▶ _Partes do exercício_
a) Diga se cada afirmação concorda com o trecho sobre a formação de diretores e professores, respondendo sim ou não e citando literalmente as palavras decisivas: (i) em 2022 foram contabilizados 2,3 milhões de docentes; (ii) mais da metade dos gestores tem curso de formação continuada em gestão escolar; (iii) segundo a conselheira, a seleção de diretores por concurso público funciona bem no estado de São Paulo.
b) Traduza para o inglês esta frase do trecho sobre a formação de diretores e professores: "O diretor escolar tem que ser um líder de aprendizagem."
c) No trecho sobre a formação de diretores e professores, quais são todos os temas que o desenvolvimento profissional de diretores e coordenadores pedagógicos deve contemplar?

▶ _Trecho selecionado_
::::
Formação de gestores e
docentes
Outro dado relevante trazido pelo Censo diz
respeito aos diretores e professores da educação básica no Brasil. Em 2022,
foram contabilizados 2,3 milhões de docentes e 162.847 diretores, atuando nas
178,3 mil escolas do País. Contudo, somente 19,3% dos gestores possuem curso de
formação continuada, com o mínimo de 80 horas, em gestão escolar.
Para Claudia, a gestão escolar é algo bastante
complexo e muitos diretores ainda não estão aptos para gerir essas questões,
ainda mais em uma organização multifacetada como a escola. “O diretor escolar
tem que ser um líder de aprendizagem. É importante que as secretarias estaduais
e municipais de educação e o próprio MEC se conscientizem da importância de
fomentar um aprendizado ou um desenvolvimento profissional de diretores e
coordenadores pedagógicos, que contemple esses temas de liderança, gestão da
aprendizagem, logística e relacionamento com a comunidade”, sugere Claudia.
Entre os fatores que justificam tal problema,
segundo a conselheira, está o modo como são realizadas as nomeações dos
diretores escolares. Há estados em que a nomeação é estritamente política e, em
outros, é feito um concurso público, a partir de uma prova escrita, para um
cargo que demanda liderança. “Isso tampouco funciona. É o caso, por exemplo, do
estado de São Paulo. Nós temos que mudar a forma de seleção e investir de verdade
no desenvolvimento profissional dos diretores de escola”, afirma a
conselheira.
Políticas públicas em prol da
educação
Para Cláudia, olhar para a política educacional a
partir de dados concretos é muito importante, pois a educação, assim como outras
áreas de atuação humana, não comporta o negacionismo científico, isto é,
atuações sem base em dados ou mesmo ações a partir de opiniões e estimativas
distantes da realidade. “É muito positivo que os dados do censo educacional
tenham sido divulgados logo no início do novo governo. Ainda não houve tempo de
se apropriar de tudo, mas que se mantenha a educação como política de estado,
divulgando os dados que foram encontrados e aperfeiçoando cada vez mais a forma
de coletá-los fazendo, assim, uma política educacional com base em dados
concretos”, acrescenta a administradora.
::::
▶ _Dados fornecidos_
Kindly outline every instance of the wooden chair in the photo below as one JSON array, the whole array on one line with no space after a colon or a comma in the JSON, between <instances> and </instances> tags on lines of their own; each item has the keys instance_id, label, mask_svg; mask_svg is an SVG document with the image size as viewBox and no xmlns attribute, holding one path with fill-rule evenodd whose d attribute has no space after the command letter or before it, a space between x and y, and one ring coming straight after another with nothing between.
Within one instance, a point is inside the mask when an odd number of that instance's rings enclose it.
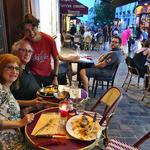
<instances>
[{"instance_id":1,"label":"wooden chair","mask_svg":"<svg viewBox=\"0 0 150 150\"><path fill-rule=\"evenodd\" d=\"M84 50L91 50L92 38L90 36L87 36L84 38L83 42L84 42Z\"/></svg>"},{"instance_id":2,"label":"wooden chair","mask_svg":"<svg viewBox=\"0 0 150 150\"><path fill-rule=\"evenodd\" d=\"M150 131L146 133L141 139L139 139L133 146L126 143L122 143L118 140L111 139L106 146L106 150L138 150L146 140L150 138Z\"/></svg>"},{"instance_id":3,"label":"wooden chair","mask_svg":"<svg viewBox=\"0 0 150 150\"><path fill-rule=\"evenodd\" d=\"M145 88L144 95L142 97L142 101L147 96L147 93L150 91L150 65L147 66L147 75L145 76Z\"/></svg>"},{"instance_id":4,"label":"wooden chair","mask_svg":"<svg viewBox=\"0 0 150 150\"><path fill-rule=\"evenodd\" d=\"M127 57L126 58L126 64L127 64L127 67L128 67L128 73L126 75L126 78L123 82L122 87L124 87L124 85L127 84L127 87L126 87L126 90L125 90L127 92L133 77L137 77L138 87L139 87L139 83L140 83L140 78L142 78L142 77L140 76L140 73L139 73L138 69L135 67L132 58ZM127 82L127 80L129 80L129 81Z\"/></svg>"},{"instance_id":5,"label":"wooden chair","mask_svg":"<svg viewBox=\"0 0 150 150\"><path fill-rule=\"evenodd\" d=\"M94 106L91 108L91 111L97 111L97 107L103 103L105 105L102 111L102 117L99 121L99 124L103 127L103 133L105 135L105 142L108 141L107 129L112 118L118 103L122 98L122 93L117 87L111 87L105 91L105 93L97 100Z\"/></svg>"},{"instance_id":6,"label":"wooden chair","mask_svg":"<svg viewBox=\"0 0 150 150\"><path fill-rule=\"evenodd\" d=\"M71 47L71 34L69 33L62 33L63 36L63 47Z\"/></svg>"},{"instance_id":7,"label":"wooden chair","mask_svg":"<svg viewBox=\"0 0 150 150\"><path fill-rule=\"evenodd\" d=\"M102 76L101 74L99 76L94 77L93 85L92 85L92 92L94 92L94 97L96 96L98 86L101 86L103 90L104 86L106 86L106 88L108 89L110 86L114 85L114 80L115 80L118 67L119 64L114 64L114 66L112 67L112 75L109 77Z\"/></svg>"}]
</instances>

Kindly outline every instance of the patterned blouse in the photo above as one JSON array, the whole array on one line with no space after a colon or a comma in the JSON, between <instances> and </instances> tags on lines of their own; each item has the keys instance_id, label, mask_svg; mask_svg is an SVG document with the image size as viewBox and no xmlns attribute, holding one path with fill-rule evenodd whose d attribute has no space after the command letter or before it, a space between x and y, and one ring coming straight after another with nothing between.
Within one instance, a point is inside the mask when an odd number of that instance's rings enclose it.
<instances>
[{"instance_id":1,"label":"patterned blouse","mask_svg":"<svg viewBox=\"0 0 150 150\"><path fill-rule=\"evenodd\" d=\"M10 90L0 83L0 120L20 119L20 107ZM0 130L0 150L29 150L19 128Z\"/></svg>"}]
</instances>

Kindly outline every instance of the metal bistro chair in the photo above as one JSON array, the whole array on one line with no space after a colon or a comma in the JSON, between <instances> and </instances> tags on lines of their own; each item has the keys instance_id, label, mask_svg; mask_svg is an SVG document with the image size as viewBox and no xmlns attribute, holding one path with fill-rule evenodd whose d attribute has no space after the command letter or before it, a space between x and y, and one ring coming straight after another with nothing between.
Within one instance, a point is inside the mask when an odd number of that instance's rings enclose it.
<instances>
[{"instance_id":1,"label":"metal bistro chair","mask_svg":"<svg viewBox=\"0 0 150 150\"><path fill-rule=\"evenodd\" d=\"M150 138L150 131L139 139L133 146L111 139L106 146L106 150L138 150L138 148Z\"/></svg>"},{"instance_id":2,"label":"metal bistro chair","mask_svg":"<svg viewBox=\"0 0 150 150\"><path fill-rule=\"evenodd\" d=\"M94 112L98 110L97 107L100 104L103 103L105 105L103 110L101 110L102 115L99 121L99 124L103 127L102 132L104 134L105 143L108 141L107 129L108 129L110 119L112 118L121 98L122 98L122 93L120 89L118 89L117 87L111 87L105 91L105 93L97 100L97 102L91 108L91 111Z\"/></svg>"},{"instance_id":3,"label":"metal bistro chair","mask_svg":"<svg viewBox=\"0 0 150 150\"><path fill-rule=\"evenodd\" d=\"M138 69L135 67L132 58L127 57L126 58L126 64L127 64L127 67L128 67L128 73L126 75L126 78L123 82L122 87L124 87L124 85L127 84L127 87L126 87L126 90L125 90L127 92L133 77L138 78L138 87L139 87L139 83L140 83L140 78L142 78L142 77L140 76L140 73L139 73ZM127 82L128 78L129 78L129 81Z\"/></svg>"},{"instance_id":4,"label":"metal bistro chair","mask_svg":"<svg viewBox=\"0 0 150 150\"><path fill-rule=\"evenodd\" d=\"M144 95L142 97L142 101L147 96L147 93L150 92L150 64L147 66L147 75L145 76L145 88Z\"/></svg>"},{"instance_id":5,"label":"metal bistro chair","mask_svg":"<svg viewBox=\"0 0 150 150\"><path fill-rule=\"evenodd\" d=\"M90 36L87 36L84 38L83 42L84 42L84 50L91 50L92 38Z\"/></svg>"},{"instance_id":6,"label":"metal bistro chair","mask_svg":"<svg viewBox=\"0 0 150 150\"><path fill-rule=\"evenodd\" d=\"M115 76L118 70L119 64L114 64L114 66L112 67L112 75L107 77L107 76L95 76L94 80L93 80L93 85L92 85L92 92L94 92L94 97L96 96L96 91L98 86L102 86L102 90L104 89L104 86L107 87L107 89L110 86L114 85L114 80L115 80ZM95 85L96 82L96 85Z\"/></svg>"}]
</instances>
::::
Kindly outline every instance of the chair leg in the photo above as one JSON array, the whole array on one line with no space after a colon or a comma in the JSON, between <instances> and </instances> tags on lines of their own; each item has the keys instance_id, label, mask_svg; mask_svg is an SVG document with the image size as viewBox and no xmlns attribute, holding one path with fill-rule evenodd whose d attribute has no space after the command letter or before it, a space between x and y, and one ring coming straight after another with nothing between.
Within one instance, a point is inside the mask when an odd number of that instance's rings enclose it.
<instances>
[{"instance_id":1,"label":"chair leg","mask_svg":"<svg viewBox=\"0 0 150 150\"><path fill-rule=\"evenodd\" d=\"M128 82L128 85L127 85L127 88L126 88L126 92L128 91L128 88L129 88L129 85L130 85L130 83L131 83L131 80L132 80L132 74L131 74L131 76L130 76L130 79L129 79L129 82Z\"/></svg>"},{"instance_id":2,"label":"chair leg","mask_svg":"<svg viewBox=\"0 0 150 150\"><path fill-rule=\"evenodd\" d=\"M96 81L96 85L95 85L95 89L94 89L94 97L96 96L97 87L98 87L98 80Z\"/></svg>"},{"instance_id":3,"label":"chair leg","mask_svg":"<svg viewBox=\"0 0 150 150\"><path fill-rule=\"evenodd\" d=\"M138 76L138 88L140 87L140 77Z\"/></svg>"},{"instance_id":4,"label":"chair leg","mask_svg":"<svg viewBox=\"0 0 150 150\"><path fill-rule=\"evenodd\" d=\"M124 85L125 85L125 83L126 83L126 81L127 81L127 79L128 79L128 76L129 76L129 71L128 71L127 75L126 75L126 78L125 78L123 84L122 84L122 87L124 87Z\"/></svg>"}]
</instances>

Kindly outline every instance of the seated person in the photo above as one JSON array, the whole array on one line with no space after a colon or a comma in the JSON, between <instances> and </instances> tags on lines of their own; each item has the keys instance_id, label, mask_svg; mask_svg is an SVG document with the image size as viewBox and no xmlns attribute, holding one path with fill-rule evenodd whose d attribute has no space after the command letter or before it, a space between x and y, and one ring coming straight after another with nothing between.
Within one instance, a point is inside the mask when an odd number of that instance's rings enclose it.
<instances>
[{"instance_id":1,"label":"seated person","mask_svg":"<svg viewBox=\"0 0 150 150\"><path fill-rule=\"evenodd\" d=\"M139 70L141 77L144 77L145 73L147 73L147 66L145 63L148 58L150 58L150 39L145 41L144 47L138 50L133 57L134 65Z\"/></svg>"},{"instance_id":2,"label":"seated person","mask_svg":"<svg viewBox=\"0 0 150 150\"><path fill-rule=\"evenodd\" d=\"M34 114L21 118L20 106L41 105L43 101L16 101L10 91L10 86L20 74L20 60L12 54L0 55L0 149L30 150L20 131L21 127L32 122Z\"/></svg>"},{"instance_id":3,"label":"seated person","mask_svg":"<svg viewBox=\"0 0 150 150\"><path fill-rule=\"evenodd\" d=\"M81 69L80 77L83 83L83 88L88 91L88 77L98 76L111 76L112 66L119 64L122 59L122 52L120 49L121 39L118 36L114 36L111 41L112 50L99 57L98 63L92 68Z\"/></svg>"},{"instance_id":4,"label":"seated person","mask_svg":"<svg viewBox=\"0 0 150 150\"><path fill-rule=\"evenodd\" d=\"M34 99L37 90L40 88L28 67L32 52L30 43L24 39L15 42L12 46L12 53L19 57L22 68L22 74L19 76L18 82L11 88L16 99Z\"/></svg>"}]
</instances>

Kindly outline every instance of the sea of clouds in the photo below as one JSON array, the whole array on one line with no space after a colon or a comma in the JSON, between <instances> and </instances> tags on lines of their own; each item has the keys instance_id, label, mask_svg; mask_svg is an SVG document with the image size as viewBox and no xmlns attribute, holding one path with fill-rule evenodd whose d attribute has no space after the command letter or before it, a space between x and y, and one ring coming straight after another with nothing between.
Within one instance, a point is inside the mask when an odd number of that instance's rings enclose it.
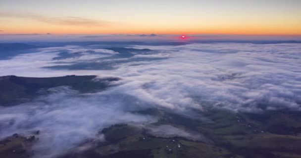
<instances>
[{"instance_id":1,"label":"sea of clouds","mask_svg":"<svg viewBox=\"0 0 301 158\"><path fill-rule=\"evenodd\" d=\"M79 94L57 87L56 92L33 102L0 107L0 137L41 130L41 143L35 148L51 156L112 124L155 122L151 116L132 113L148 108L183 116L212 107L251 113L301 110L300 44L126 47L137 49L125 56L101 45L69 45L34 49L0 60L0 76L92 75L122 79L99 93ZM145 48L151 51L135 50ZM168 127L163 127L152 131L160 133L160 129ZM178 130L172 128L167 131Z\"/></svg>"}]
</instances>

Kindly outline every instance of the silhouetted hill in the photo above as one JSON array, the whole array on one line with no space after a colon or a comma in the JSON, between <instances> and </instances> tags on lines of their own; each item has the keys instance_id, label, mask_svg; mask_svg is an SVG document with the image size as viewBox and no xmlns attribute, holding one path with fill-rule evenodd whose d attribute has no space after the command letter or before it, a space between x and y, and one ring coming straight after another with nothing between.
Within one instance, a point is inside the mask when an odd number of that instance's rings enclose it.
::::
▶ _Resultados do exercício_
a)
(i) Sim: "foram contabilizados 2,3 milhões de docentes e 162.847 diretores"
(ii) Não: "somente 19,3% dos gestores possuem curso de formação continuada"
(iii) Não: "Isso tampouco funciona. É o caso, por exemplo, do estado de São Paulo."

b) The school principal has to be a learning leader.

c)
- liderança
- gestão da aprendizagem
- logística
- relacionamento com a comunidade